> Exercise
Set down the material below word for word, excluding the pictures.

> Task inputs
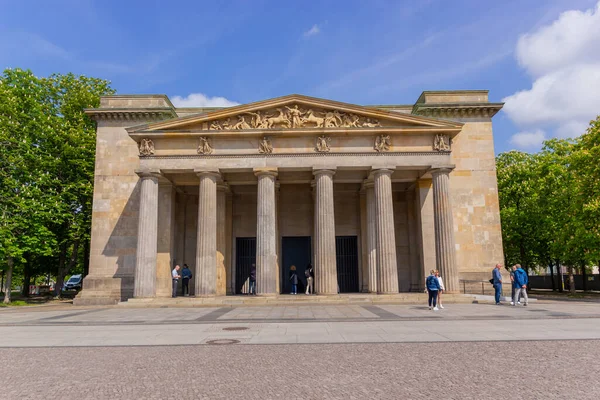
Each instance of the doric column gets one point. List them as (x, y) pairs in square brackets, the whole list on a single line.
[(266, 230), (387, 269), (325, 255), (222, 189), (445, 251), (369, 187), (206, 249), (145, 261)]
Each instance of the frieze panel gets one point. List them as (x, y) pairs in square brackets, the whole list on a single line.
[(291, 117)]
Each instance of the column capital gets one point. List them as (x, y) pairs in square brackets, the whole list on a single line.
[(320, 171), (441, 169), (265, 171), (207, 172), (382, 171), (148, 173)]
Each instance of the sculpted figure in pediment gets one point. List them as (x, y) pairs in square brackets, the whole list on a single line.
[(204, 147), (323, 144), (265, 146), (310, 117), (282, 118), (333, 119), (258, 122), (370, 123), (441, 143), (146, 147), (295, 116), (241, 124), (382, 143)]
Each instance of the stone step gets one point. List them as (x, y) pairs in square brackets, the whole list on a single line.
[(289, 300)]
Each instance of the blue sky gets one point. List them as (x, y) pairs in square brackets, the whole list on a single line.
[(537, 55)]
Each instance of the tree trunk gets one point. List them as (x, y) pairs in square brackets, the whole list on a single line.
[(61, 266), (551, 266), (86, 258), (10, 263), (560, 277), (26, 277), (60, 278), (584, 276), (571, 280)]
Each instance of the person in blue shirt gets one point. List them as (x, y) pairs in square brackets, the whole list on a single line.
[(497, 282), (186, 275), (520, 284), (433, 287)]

> Solution to this exercise
Each instance of the doric column gets one point. List them as (x, y) pairs in square brackets, the whole list on a single line.
[(266, 230), (387, 269), (325, 255), (222, 189), (445, 251), (369, 187), (206, 249), (145, 261)]
Each instance of the frieze panel gets one point. List them as (x, y) pairs in square brackets, the whole list on a single line.
[(291, 117)]
Each instance of the column capital gets one point. List them as (x, y) pairs in square brackets, the whole list on a single line.
[(320, 171), (441, 169), (265, 171), (207, 172), (382, 171), (148, 173)]
Each instance of the sculpted figure in pediment gets one point. List them as (x, y) pairs in square brackets, the whole list on a single line.
[(204, 147), (323, 144), (265, 146), (310, 117), (282, 118), (333, 119), (258, 122), (370, 123), (441, 143), (146, 147), (295, 116), (241, 124), (382, 143)]
Each instance of the stone step gets one point. List them as (x, y) pairs in square brackets, the whole list on a single line.
[(289, 300)]
Each instance of the blue sky gets one point. List them as (x, y) pairs in square brackets, the whole list on a single line.
[(537, 55)]
Each instance of the tree trunk gets one point. List them as (x, y) pairs in square brackets, the whole list on a single line.
[(61, 266), (551, 266), (86, 258), (10, 263), (560, 277), (26, 277), (60, 278), (584, 276), (571, 280)]
Each instance of the person in blue shirt gets one point. List them as (x, y) pairs in square brackets, the whole list on a single line.
[(497, 282), (186, 275), (520, 284), (433, 287)]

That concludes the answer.